Set task>
Transcribe each of the entries below word for word, leaving out the pictures.

== == ==

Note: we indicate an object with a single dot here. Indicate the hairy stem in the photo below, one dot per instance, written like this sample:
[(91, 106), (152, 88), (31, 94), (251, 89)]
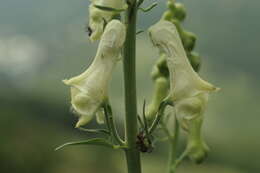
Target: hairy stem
[(173, 148), (131, 128)]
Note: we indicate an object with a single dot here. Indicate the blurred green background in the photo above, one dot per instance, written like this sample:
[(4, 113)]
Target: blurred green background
[(43, 42)]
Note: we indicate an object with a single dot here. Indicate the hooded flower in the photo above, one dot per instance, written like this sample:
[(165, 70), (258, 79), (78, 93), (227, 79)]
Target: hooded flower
[(89, 89), (98, 18), (188, 92)]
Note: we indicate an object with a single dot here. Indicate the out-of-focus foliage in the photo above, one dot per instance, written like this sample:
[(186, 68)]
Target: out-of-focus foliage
[(43, 42)]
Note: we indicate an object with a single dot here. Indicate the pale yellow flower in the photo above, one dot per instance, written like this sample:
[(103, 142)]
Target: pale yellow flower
[(188, 92), (89, 89)]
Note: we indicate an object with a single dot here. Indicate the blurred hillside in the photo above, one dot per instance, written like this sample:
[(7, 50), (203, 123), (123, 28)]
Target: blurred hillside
[(43, 42)]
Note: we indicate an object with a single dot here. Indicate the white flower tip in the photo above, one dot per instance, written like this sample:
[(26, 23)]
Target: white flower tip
[(65, 81), (83, 120)]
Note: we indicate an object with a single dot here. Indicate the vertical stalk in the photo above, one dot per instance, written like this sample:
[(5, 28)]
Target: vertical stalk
[(173, 149), (131, 128)]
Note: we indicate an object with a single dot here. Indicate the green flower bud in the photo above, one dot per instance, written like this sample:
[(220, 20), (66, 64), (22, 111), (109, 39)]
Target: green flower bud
[(167, 15), (189, 40), (179, 12), (195, 60), (89, 89), (98, 18)]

== == ==

Solution>
Note: we indicate an object with a single dot here. Indicate the hairy stem in the photo below, one dot per instance, written like this sample:
[(91, 106), (152, 88), (31, 94), (251, 89)]
Target: hairy stem
[(173, 148), (131, 128)]
Note: we indicate an object with a single dot here. Indicate the blurred green background in the photo above, one dot per instance, written like this sample:
[(4, 113)]
Target: blurred green background
[(43, 42)]
Note: we indicate an object with a single dot here. Indicate the hooded flower in the photo above, one dot per instance, written like this sample:
[(165, 70), (258, 79), (78, 93), (227, 79)]
Target: hooded flower
[(89, 89), (98, 18), (188, 92)]
Note: we indicate an object with a single dot here. Indicate the out-of-focus foliage in the photo above, one dot per instance, written like this sample:
[(186, 68)]
Target: out-of-focus foliage
[(43, 42)]
Note: we indicate an object with a single dot here. Indicate the pale yellow flower in the photo above, one dot per instance, written like this sample:
[(103, 142)]
Target: pale yellow flower
[(188, 92), (89, 89)]
Note: we indicate an object with a single dot here. Indicate the blurred hillside in the photo above, one dot per instance, written like this sample:
[(7, 50), (203, 123), (123, 28)]
Target: blurred hillside
[(43, 42)]
Note: we indicate an object with a single dot here. Indicate the white flower tip in the photo above, one dot per instance, written like this sample:
[(26, 23)]
Target: white flower tip
[(65, 81), (83, 120)]
Note: we indicate an object with a single dot here. Indicate the vertical stalk in the photo above, one dot per instance, written like this sample:
[(5, 28)]
Target: vertical stalk
[(173, 149), (131, 128)]
Note: we indicate an object with a single dot here. Indicate the green flower bud in the photo above, one dot per instance, written like this sample:
[(220, 20), (66, 64), (22, 111), (109, 39)]
Target: green flower bud
[(167, 15), (189, 40), (179, 12), (195, 60), (89, 89), (98, 18)]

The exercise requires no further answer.